**Text section**
........
In any constitutional democracy, failing governments must ultimately be held to account by the citizenry, and this requires persevering in upholding non-racialism, says the Institute of Race Relations (IRR).

The IRR was responding to debate over police minister Bheki Cele’s meltdown at a public meeting in Gugulethu, and in particular questions about whether Cele’s critic at the contentious community meeting, Ian Cameron, had in any acted inappropriately, given his skin colour.

In a statement, the IRR says: ‘The notion that citizenship is non-racial is a foundational value of South Africa, morally and constitutionally. Most people’s basic values already reflect this point of common sense.”

The statement, headed, ‘Cele’s tirade offers lesson in race relations’, says: ‘Not unusually, the viral video of the week involves an allegation of racism in South Africa, this time from Police Minister Bheki Cele, directed at civil activist Ian Cameron. Cele followed up his accusation by yelling at Cameron at the top of his voice to “shut up or get out”, prompting police to forcibly remove Cameron from the Gugulethu community meeting.’

The IRR highlights the question put to Cameron by eNCA’s Sally Burdett in a live television interview.

Burdett asks: ‘Do you think – and this is perhaps the issue that is hard to talk about – there’s a point at which, possibly – I would like your input – where the free-for-all robust engagement on what is wrong in South Africa and the things that need to change, where that robust engagement ends and white South Africans’ sensitivity to our history of privilege must begin? Do you think about those things, and do you think that could have played a role? And do you think that as a white South African you need to edit yourself and be perhaps sensitive to how you might appear … or do you not subscribe to that at all?’

‘Cameron answered, in part: “No. I went there today as a citizen.”’

He went on to say: ‘I went there today as a citizen, as someone that really cares. I spend a lot time with these families on ground level. Just last week I was the family of Siphokazi Booi. She was dismembered and burnt in a trolley bin. I didn’t see any intervention plan from Cele there, or from the police. In fact, that man that killed her was out on bail after he beat her into hospital.

‘Honestly, I couldn’t care less what race someone is. People are getting killed at alarming rates in South Africa, higher than many war zones in the world. And we have a Minister of Police fighting dirty politics …I am not going to get involved in race issues when I see people being killed at the rate which they are.’

The IRR points out that a statistically significant, demographically representative survey which it commissioned in 2020 ‘found that over 70% agreed that individuals need one another across racial lines to go forward. In addition, crime and corruption were found to be the biggest problems that need to be tackled, after unemployment’.

‘However, most respondents of all races also found that “politicians who are trying to excuse their own failures” use allegations of “racism” and “colonialism” as distractions.

The IRR says: ‘Cameron’s full answer to the question of whether he should edit himself because he is white is emblematic of this.’
........
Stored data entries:
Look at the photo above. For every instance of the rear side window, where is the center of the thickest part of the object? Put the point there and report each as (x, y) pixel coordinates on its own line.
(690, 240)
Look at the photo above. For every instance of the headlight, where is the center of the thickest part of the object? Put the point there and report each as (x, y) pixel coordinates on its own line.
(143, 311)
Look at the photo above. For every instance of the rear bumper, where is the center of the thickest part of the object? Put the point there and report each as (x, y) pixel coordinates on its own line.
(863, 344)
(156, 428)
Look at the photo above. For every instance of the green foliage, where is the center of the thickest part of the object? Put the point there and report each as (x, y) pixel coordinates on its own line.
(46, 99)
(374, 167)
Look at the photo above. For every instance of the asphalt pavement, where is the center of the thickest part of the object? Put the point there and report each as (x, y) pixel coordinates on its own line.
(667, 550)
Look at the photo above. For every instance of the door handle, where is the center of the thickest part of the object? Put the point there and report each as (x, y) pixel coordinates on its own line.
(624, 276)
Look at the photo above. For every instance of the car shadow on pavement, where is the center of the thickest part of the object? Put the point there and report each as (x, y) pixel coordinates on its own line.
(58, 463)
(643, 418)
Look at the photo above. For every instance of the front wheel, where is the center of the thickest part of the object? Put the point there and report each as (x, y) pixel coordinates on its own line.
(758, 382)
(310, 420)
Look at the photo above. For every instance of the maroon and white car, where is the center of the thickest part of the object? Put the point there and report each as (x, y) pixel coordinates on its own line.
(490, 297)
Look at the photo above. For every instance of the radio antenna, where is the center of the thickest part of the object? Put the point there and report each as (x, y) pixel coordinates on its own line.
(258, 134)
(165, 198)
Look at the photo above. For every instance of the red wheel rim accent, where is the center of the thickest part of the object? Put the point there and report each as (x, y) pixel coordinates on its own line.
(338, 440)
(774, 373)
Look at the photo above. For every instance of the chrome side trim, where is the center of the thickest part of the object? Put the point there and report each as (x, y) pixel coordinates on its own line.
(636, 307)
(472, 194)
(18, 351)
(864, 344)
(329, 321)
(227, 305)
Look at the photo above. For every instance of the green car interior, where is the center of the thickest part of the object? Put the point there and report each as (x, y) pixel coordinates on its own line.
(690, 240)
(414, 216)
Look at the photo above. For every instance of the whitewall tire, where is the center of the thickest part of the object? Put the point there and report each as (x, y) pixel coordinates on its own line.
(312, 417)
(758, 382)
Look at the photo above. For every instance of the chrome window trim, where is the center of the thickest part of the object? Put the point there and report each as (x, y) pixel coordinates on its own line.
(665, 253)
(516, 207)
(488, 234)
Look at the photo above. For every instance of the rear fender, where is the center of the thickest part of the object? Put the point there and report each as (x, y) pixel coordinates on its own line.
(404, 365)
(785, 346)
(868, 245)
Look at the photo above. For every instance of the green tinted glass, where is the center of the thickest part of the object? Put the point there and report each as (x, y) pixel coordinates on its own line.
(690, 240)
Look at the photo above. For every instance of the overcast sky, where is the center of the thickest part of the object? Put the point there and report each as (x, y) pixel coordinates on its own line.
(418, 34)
........
**Work instructions**
Please answer these questions from the article on Bheki Cele's clash with Ian Cameron, numbering each answer to match its question.
1. In which community was the meeting from which Cameron was removed held?
2. Who from eNCA questioned Cameron in a live television interview?
3. In what year did the IRR commission its survey?
The rows stand apart from the article as separate material.

**Your response**
1. Gugulethu
2. Sally Burdett
3. 2020